------ ENTRIES PROVIDED

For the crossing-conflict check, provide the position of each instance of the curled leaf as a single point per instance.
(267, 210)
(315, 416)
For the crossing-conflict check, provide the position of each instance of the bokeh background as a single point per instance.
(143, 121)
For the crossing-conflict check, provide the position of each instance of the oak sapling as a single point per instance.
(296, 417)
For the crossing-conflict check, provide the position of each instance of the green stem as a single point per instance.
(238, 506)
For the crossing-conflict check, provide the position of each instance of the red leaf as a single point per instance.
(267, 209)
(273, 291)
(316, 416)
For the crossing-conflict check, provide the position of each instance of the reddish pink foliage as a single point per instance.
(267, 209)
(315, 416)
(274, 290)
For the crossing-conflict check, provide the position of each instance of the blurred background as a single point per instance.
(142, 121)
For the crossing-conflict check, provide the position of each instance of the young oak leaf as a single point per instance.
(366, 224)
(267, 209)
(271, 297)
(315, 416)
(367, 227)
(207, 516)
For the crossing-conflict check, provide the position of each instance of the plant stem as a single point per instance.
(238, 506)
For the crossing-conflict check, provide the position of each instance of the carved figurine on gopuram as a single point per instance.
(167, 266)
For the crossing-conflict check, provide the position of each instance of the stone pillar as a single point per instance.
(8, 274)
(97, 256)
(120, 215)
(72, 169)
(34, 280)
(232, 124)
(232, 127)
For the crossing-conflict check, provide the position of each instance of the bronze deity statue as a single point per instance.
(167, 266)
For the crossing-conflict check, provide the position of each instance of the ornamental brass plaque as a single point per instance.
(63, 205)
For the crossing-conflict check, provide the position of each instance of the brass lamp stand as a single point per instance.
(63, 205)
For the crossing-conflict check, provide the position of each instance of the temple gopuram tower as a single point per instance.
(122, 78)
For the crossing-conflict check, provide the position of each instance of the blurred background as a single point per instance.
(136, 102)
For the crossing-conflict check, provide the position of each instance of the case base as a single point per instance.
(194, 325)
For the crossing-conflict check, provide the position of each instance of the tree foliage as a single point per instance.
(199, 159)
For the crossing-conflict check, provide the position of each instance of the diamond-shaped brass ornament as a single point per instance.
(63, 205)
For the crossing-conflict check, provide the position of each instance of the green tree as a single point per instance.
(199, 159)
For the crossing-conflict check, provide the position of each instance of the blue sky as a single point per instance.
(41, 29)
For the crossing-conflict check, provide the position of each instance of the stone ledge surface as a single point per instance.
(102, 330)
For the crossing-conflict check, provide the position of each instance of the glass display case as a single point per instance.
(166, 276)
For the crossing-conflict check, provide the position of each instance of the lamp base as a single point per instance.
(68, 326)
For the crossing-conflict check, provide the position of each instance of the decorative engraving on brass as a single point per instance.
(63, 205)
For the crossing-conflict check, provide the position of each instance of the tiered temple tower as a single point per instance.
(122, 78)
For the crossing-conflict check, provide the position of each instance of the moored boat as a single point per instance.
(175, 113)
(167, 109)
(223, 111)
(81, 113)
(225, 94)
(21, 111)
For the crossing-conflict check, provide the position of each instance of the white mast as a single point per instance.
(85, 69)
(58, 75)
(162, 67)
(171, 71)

------------

Whatever the number of entries above, each one is to be copied exactly.

For the crossing-conflict check, provide the position of each instance of the curled leaf as a single point per instance.
(267, 210)
(315, 416)
For the crossing-conflict check, provide the position of each instance of the bokeh background as a single point per instance.
(143, 121)
For the crossing-conflict check, provide the position of each instance of the oak sapling as a single point per instance.
(296, 417)
For the crossing-conflict check, provide the position of each instance of the green stem as a single point per instance.
(238, 506)
For the crossing-conflict check, provide the position of each instance of the red leaf as a single point per instance.
(267, 209)
(273, 291)
(316, 416)
For the crossing-conflict check, provide the position of each instance of the reddish pink foliage as a single point per instance.
(267, 209)
(315, 416)
(274, 290)
For the crossing-conflict check, provide the position of each instance of the blurred background as a single point per instance.
(142, 121)
For the crossing-conflict check, provide the position of each instance of the young oak leaf as a single point per instance.
(366, 224)
(267, 209)
(271, 297)
(315, 416)
(367, 227)
(207, 516)
For the crossing-conflict check, provide the position of each instance of the plant stem as a single point per instance.
(238, 506)
For the crossing-conflict check, provide the position of each instance of the carved figurine on gopuram as a single point per instance.
(167, 266)
For the crossing-conflict check, provide the position of each instance of the stone pillar as a single point per instance.
(8, 274)
(97, 256)
(120, 215)
(72, 169)
(34, 280)
(232, 124)
(232, 127)
For the crossing-conflict check, provide the position of each instance of the bronze deity statue as a single point per instance.
(167, 266)
For the crossing-conflict check, provide the position of each instance of the ornamental brass plaque as a single point per instance.
(63, 205)
For the crossing-conflict check, provide the position of each instance of the brass lamp stand as a single point per instance.
(63, 205)
For the crossing-conflict check, provide the position of each instance of the temple gopuram tower as a single point per instance.
(122, 78)
For the crossing-conflict check, provide the position of each instance of the blurred background as a single point per instance.
(136, 102)
For the crossing-conflict check, provide the position of each instance of the case base as a single point per instance.
(194, 325)
For the crossing-conflict check, provide the position of each instance of the tree foliage as a single point per instance.
(199, 159)
For the crossing-conflict check, provide the position of each instance of the diamond-shaped brass ornament as a single point per instance.
(63, 205)
For the crossing-conflict check, provide the position of each instance of the green tree as a single point per instance.
(199, 159)
For the crossing-conflict check, provide the position of each instance of the blue sky as a single point per instance.
(41, 29)
For the crossing-conflict check, provide the position of each instance of the stone ledge surface as a single point per instance.
(102, 330)
For the crossing-conflict check, provide the position of each instance of the glass display case as a single point per instance.
(166, 276)
For the crossing-conflict check, provide the position of each instance of the lamp base as a single point per instance.
(68, 326)
For the crossing-conflict check, provide the position of each instance of the decorative engraving on brass as a single point per instance.
(63, 205)
For the crossing-conflict check, provide the position of each instance of the tiered temple tower as a single point per instance.
(122, 78)
For the crossing-conflict check, provide the position of each instance of the moored boat as a single point per instance.
(175, 113)
(167, 109)
(223, 111)
(81, 113)
(225, 94)
(21, 111)
For the crossing-conflict check, provide the position of each instance of the white mast as a single point per instance.
(85, 69)
(58, 75)
(162, 67)
(171, 71)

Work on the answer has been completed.